Se rendre à Cuba est toujours suggestif. Les clichés affluent : les vagues qui inondent le Malecon, les anciennes voitures américaines bringuebalantes, les Cubains avec des immenses cigares, etc. S’y rendre en vacances balnéaires dans une enclave touristique ne suscite que peu d’interrogations. C’est comme à Saint-Domingue, en Jamaïque, aux Bahamas. Par contre, se confronter à la vie quotidienne et rencontrer des Cubains, dans les villages ou les villes, c’est autre chose.
Cuba, c’est la vie, la belle vie ! Le cigare, le rhum, la musique, les gens, une autre civilisation…
Sur la terrasse de l’Hôtel National, l’heure de l’apéritif…
Cuba 2008
La découverte d’une nouvelle civilisation, comme à Cuba, laisse pantois. Un tissu urbain débridé, des gens différents, de toutes races, sympas, souriants, un climat agréable, des us et coutumes d’un autre temps, des transports publics cahotiques, autant de signes qui créent d’abord l’émerveillement naïf, puis le questionnement sceptique, « comment est-ce possible ? »
Les inconditionnels de Cuba relèveront toujours les bienfaits de la « revolucion ». C’est vrai, les Cubains sont cultivés, relativement bien éduqués ; ils se portent bien et les signes de bonne santé abondent, les gens ont de belles dents, beaucoup portent des lunettes, aucun signe de pauvreté accablante, ni de favelas ; la culture cubaine est bien en place, la musique afro-cubaine retentit partout. De plus les gens vivent longtemps à Cuba !
Les clichés
Et, pourtant…
Pour qui se balade dans les rues de La Havane, la présence policière est frappante. Partout, et à toute heure du jour et de la nuit, les policiers sont bien là, à chaque coin de rue. Ne dit-on pas que, sur trois millions d’habitants à La Havane il y aurait un million de flics ! Un record du monde en la matière. Les contrôleurs des messages électroniques et des sms sont-ils inclus dans le nuage bleu –les flics en bleu- qui surveillent tous les faits et gestes des 11 millions de Cubains ?

CONSIGNE
Dans l'extrait sur Cuba, qu'est-ce qui suscite d'abord l'émerveillement naïf, puis le questionnement sceptique ?

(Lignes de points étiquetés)
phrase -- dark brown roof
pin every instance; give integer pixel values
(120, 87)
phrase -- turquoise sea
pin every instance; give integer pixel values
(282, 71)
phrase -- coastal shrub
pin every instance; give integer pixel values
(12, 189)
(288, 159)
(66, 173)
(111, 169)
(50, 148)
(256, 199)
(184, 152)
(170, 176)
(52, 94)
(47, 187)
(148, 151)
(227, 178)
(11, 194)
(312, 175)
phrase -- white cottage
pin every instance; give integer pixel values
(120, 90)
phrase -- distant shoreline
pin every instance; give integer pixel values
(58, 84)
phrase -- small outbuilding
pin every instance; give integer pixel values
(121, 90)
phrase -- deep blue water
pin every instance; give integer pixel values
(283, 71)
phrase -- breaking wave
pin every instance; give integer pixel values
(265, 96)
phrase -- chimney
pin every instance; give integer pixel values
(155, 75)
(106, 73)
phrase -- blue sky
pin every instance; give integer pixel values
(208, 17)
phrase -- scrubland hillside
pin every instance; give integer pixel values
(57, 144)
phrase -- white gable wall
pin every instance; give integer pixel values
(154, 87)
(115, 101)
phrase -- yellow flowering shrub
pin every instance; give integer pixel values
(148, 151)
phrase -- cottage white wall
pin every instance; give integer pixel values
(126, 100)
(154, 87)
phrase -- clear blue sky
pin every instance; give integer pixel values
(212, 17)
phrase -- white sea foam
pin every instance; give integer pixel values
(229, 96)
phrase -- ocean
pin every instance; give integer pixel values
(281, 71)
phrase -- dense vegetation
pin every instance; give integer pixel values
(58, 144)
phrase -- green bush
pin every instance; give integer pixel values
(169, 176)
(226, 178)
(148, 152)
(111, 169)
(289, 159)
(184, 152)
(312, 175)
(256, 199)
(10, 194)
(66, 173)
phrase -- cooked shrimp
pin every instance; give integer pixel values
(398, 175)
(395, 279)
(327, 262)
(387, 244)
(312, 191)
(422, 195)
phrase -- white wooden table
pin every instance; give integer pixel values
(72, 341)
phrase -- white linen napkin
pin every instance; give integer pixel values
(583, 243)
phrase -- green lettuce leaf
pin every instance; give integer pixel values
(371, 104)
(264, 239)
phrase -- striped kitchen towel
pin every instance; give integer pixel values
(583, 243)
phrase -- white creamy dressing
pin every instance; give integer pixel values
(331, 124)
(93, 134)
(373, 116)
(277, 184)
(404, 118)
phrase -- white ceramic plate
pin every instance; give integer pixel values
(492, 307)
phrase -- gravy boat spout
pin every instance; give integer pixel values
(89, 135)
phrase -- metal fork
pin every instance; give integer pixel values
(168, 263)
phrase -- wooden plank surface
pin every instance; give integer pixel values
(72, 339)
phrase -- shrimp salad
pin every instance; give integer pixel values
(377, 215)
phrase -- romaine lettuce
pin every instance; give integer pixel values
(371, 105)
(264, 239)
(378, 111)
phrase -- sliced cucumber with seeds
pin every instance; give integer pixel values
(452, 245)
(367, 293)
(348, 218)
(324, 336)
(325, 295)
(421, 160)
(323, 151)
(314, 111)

CORRIGÉ
Ce sont les signes que l'on découvre à Cuba : un tissu urbain débridé, des gens différents, de toutes races, sympas et souriants, un climat agréable, des us et coutumes d'un autre temps et des transports publics cahotiques.